> _任务目标_
数一数下面的记录中有多少行含有字符串“crust”，大小写须一致。只给出行数。

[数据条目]
====
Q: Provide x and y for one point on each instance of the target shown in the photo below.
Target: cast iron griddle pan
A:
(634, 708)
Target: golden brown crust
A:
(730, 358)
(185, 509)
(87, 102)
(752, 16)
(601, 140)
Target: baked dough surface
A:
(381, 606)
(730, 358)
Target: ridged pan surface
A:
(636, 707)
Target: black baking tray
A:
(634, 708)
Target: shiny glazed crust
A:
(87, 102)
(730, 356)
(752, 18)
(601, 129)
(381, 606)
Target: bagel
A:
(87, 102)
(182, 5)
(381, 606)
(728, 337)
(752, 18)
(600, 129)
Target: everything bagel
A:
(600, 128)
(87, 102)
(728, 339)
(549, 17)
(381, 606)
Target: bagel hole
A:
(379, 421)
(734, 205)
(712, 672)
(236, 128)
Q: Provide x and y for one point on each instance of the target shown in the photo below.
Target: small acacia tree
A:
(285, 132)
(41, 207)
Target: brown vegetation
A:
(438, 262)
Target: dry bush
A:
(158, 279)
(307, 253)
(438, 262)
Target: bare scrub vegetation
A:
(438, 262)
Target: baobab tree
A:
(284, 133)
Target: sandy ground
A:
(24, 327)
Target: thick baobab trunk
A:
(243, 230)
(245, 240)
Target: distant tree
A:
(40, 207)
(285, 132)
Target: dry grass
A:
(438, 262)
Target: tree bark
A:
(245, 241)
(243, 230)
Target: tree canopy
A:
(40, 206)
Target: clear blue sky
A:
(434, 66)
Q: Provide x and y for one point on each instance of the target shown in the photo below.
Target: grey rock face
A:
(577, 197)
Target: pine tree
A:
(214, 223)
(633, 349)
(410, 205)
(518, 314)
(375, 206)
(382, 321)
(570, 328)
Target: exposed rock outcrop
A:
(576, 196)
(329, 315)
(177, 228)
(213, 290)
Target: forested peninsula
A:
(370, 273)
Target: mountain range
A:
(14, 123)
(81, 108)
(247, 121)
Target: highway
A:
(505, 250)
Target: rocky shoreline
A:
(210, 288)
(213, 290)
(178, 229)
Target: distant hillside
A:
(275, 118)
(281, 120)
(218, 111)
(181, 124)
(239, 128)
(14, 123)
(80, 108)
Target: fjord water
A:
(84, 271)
====
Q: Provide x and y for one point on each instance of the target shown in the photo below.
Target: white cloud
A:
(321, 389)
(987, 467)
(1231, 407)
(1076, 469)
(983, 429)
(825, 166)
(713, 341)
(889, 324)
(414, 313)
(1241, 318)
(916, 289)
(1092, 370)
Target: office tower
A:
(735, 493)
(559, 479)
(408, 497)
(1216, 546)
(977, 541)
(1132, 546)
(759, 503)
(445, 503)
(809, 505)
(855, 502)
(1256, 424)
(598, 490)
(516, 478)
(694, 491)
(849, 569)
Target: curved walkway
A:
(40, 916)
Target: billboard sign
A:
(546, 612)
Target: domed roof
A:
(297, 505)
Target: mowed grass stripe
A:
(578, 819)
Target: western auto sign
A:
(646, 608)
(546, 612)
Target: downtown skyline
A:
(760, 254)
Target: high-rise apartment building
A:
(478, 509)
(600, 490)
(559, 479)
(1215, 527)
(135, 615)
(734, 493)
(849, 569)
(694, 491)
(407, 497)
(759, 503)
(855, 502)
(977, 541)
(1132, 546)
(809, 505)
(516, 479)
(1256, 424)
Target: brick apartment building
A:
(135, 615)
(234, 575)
====
> _书面回答_
2